## start EXERCISE MATERIAL
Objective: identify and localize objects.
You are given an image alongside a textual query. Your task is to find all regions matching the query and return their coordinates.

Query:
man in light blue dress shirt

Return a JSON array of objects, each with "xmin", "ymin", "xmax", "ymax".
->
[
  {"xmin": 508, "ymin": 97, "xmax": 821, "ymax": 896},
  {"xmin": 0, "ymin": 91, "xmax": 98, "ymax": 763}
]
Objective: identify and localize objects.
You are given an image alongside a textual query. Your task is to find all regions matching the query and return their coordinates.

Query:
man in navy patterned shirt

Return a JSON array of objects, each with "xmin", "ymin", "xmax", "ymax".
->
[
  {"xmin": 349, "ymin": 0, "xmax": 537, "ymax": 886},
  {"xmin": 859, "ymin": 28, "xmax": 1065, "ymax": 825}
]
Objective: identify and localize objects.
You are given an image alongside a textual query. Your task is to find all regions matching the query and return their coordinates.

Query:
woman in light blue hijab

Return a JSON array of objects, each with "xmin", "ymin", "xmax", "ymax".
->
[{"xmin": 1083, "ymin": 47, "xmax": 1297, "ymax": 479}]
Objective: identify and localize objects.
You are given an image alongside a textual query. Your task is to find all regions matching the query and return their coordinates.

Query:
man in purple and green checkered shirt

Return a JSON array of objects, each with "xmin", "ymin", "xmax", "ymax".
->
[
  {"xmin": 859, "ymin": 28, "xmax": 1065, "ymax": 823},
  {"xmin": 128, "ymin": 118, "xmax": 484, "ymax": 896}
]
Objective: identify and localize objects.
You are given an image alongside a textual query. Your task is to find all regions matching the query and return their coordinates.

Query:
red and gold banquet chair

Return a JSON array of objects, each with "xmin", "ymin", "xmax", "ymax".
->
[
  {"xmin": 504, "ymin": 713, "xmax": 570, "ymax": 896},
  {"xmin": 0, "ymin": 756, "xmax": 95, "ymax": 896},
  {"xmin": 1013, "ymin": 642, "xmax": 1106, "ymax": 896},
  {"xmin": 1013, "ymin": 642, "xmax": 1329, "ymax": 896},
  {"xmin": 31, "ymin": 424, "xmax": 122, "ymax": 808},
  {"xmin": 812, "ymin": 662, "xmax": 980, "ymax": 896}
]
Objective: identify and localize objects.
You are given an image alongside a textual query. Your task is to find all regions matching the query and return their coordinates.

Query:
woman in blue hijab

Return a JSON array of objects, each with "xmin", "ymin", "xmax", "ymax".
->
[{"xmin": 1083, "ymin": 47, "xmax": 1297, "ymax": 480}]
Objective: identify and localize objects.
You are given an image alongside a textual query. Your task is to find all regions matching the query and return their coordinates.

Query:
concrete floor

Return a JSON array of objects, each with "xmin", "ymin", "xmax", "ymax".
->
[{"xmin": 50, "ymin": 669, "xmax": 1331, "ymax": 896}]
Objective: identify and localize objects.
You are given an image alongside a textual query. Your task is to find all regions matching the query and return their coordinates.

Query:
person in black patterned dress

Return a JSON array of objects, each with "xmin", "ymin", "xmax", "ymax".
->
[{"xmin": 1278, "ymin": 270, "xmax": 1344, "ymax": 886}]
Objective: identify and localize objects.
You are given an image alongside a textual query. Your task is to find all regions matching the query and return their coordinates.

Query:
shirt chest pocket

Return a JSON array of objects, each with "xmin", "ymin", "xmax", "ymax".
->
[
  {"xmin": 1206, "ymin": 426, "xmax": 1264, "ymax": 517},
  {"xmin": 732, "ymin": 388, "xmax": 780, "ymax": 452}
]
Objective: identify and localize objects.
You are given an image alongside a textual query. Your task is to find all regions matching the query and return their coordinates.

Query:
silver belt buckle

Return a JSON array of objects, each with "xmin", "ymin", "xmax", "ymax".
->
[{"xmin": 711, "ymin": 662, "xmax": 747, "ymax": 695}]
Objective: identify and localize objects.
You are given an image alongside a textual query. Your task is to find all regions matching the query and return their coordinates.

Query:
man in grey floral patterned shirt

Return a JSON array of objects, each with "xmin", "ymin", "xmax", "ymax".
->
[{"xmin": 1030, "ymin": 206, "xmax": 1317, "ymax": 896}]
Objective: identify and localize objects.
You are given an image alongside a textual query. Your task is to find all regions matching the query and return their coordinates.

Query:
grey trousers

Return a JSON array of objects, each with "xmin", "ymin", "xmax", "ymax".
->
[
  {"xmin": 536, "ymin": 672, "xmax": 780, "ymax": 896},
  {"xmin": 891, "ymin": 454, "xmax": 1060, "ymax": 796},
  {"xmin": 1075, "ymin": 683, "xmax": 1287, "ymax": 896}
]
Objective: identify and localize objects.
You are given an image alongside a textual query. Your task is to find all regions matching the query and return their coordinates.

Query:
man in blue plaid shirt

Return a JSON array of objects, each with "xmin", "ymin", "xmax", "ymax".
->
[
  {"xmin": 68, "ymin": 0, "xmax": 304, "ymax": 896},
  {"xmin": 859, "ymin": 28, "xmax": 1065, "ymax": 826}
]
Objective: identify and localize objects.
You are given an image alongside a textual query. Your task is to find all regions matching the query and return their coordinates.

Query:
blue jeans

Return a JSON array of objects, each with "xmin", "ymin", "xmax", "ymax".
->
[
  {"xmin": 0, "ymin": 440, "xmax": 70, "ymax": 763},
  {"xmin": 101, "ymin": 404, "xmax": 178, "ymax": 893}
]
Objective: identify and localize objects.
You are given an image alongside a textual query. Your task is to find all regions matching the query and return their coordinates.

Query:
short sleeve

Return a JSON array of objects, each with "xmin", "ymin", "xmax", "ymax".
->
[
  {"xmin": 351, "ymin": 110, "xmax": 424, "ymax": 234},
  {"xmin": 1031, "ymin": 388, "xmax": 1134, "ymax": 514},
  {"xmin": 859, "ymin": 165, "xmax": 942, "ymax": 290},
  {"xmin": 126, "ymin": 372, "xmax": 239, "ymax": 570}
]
## end EXERCISE MATERIAL
| EXERCISE REQUIREMENTS |
Collect every line of the records above that contains the string "hijab", matching case exactly.

| SOLUTION TO THIS EXERCISE |
woman in light blue hijab
woman in blue hijab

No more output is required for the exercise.